◆ TASK TO COMPLETE
Rewrite the data from the line with "Target: distant hill" up to and including the line with "x=27, y=719", replacing "distant hill" with "faraway hill" and leaving everything else unchanged. Omit the pictures from your answer.
────────────────────
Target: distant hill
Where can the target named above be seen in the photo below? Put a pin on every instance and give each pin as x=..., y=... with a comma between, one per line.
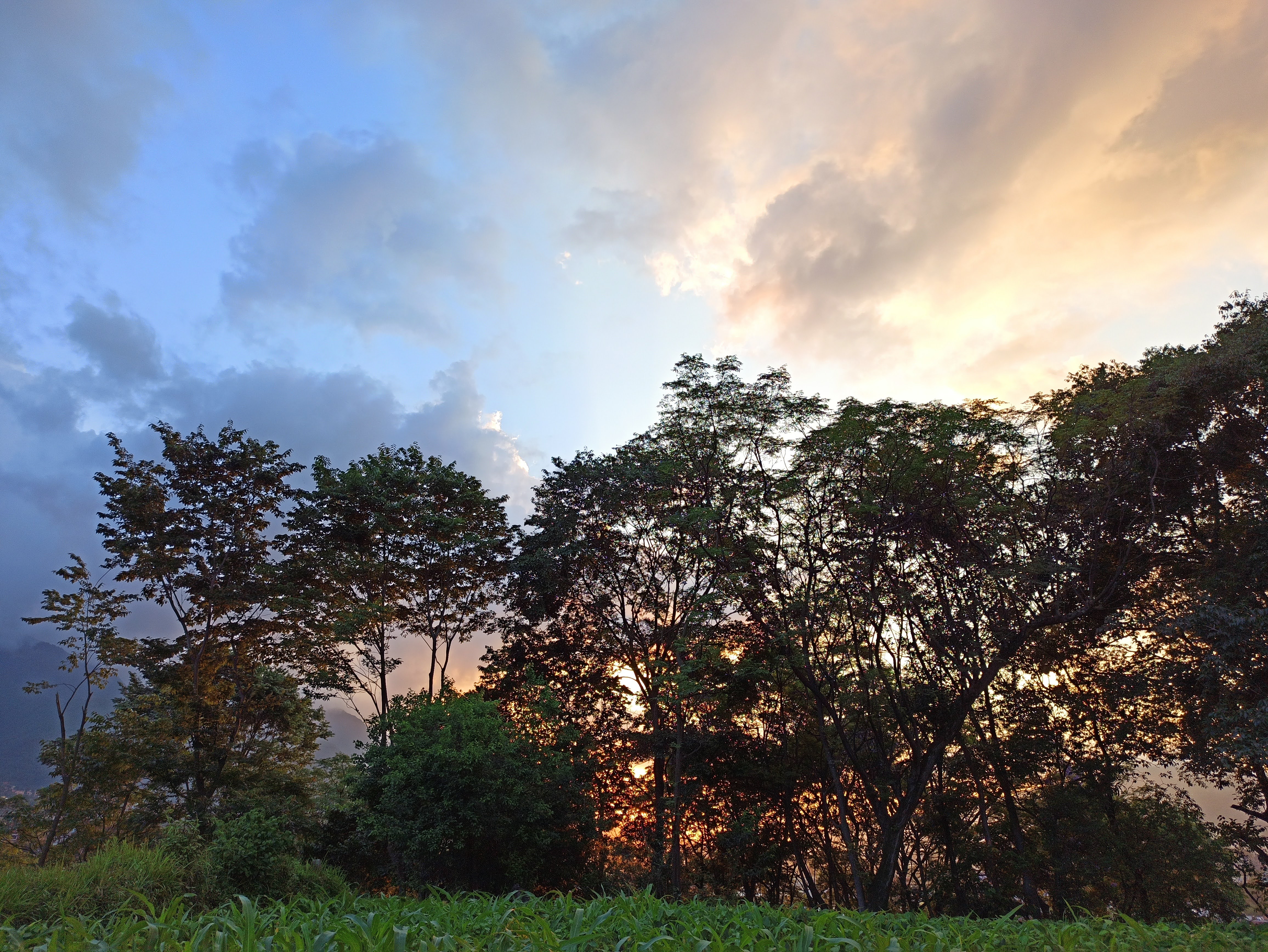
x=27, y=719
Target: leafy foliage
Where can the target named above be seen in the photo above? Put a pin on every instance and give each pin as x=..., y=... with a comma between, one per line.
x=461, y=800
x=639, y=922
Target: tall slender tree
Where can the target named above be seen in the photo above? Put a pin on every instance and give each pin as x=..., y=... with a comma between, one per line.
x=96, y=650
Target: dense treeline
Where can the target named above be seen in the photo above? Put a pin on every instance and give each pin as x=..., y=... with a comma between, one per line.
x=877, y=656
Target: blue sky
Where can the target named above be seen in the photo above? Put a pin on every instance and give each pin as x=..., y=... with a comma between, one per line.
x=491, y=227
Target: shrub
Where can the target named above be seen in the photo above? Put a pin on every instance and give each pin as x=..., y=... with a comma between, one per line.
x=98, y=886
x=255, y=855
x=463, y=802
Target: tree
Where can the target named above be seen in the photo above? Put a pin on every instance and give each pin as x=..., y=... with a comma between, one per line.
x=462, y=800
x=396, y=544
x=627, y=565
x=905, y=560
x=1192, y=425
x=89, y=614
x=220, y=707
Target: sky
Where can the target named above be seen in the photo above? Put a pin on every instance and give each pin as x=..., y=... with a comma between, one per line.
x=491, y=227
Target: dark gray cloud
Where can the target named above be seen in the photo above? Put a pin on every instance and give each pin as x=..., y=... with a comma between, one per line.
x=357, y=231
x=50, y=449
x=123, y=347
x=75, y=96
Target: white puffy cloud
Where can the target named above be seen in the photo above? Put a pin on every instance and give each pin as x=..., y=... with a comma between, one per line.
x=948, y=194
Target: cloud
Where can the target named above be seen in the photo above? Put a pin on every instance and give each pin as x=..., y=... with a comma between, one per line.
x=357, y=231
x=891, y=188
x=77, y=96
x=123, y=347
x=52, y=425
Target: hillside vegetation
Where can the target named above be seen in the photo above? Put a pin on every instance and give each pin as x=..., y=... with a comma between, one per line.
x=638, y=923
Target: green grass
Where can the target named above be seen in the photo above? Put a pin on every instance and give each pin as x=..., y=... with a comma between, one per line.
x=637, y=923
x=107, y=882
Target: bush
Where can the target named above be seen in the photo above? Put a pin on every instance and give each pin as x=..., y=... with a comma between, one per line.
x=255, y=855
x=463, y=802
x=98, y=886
────────────────────
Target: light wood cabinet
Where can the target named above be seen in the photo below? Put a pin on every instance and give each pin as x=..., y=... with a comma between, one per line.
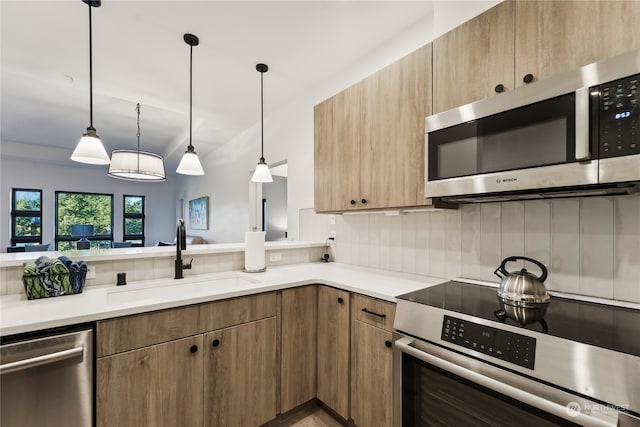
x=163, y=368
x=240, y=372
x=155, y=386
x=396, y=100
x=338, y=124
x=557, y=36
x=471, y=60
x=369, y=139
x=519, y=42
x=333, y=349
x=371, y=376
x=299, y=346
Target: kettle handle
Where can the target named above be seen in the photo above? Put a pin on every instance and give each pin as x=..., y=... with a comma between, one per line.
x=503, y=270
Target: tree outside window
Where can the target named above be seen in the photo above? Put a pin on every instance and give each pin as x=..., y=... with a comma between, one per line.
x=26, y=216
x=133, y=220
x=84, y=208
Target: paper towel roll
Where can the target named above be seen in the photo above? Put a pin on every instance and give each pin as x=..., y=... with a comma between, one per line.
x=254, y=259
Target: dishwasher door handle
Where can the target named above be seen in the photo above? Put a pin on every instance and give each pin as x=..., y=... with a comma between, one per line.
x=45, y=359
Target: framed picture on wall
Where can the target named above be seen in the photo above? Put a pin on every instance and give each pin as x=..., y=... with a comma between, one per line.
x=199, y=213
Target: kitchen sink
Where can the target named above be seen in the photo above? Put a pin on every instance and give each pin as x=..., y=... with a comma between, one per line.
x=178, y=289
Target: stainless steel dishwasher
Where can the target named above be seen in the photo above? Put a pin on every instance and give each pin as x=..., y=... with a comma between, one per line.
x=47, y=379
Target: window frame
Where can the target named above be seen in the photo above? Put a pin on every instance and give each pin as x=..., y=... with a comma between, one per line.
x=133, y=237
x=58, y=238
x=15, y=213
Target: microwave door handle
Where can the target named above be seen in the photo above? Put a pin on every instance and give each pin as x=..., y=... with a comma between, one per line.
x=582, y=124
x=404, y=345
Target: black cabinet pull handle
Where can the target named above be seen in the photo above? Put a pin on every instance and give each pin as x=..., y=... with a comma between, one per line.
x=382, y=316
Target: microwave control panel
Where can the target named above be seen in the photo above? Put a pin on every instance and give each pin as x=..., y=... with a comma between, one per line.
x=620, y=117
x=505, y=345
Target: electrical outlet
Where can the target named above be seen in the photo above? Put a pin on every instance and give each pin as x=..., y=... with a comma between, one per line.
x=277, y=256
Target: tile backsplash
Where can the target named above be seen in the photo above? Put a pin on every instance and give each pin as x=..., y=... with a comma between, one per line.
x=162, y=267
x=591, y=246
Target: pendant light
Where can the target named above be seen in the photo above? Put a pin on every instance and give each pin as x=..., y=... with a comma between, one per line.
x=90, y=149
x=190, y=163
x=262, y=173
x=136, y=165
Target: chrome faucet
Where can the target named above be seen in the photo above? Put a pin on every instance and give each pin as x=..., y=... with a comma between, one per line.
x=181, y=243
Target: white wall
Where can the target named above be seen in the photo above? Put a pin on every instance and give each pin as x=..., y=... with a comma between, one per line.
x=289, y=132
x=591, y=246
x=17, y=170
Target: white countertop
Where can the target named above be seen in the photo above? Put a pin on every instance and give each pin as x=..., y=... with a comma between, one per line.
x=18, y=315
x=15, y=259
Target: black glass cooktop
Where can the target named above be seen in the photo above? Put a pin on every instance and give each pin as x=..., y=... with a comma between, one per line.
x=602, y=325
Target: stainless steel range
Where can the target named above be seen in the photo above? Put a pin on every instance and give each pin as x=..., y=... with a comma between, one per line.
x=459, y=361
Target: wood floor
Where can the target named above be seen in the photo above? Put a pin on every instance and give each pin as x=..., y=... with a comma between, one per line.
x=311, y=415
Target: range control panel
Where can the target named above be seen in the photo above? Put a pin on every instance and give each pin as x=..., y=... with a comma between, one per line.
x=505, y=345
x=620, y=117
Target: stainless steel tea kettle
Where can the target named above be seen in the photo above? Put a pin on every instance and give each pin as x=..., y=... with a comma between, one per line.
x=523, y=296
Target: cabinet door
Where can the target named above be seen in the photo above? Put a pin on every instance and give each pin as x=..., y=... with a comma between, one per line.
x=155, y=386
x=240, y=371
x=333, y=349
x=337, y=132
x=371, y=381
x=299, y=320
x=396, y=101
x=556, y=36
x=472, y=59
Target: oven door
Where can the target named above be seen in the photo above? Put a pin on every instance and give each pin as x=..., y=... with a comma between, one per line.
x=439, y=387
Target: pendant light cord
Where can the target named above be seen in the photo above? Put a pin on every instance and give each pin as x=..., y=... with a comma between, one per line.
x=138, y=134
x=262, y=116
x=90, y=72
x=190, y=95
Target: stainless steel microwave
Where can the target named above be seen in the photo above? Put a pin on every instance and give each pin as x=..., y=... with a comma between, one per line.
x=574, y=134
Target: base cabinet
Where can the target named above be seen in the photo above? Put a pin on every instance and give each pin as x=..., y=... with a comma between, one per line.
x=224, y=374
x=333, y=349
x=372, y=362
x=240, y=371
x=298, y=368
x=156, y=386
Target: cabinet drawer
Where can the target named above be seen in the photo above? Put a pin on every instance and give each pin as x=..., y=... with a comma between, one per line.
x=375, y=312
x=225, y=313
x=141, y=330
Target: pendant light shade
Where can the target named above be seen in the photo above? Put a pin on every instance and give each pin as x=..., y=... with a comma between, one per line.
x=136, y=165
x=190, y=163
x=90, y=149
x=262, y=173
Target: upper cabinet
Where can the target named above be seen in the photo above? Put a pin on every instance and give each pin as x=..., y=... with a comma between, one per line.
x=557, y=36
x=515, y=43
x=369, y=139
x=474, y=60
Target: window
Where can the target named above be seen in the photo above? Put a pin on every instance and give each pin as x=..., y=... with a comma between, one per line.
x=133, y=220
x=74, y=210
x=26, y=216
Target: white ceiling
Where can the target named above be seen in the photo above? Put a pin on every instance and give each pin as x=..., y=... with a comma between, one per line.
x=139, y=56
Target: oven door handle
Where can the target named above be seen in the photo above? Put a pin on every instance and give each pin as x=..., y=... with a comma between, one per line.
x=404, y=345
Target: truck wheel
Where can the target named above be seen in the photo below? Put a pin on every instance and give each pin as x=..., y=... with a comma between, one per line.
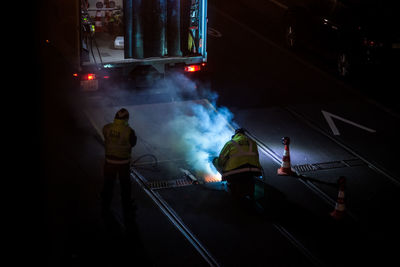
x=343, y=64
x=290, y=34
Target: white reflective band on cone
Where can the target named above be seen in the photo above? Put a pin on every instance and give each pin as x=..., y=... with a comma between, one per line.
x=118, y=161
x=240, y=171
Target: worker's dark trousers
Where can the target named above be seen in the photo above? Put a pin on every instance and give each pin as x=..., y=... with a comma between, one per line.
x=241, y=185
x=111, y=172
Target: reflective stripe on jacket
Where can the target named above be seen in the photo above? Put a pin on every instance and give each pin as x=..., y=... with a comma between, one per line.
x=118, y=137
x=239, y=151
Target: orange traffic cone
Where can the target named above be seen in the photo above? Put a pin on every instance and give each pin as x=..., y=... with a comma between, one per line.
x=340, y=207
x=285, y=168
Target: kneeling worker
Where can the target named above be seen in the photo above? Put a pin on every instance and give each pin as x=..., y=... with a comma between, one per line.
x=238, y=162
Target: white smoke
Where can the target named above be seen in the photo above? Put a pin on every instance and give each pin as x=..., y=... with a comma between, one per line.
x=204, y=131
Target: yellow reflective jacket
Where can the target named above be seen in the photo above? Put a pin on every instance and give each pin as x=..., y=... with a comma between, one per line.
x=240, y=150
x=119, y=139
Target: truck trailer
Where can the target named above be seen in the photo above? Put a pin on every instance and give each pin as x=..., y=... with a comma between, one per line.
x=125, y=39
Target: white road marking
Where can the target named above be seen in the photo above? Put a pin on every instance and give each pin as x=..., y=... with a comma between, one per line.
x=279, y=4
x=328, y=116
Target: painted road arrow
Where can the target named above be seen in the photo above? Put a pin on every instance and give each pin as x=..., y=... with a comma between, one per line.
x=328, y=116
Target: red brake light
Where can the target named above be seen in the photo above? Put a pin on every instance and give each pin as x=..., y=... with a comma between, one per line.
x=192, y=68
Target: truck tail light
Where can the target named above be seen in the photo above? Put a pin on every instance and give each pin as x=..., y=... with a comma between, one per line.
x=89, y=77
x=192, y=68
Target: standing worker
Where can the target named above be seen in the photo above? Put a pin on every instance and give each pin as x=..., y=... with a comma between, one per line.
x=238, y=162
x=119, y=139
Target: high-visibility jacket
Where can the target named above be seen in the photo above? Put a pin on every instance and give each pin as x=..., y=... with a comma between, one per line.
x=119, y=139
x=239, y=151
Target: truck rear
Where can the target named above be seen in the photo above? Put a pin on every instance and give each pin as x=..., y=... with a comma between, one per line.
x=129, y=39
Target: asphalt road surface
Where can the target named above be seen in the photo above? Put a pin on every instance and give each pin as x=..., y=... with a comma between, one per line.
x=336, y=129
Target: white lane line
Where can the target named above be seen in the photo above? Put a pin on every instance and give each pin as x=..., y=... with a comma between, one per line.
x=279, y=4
────────────────────
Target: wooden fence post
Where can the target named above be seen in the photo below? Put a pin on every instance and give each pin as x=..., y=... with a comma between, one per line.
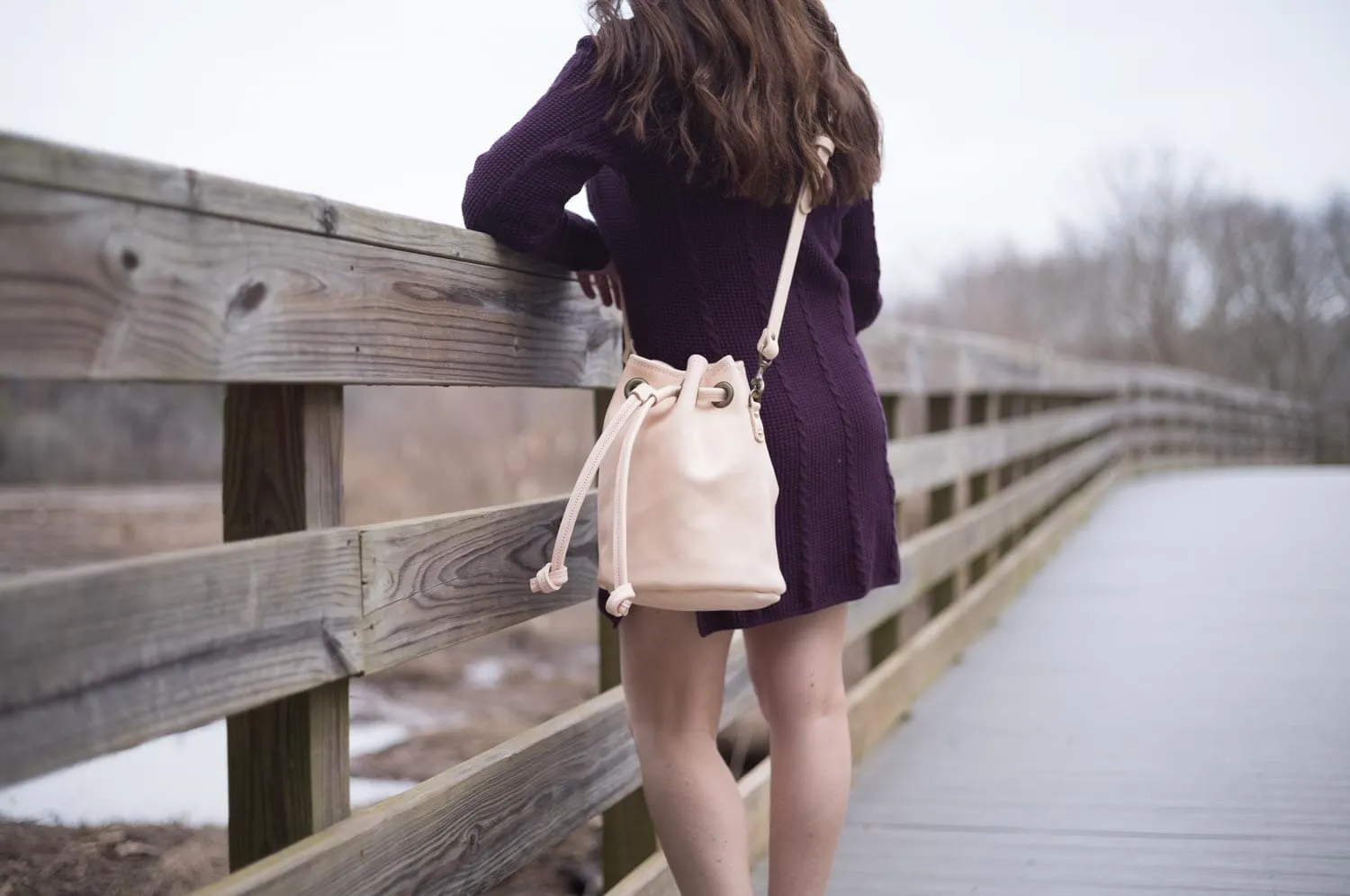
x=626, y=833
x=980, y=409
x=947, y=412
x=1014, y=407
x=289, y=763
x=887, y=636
────────────────────
◆ THE RESULT
Target: faraway hill
Where can the target named above be seen in the photo below? Put a pin on every instance and give each pin as x=..., y=... with a comma between, one per line.
x=27, y=719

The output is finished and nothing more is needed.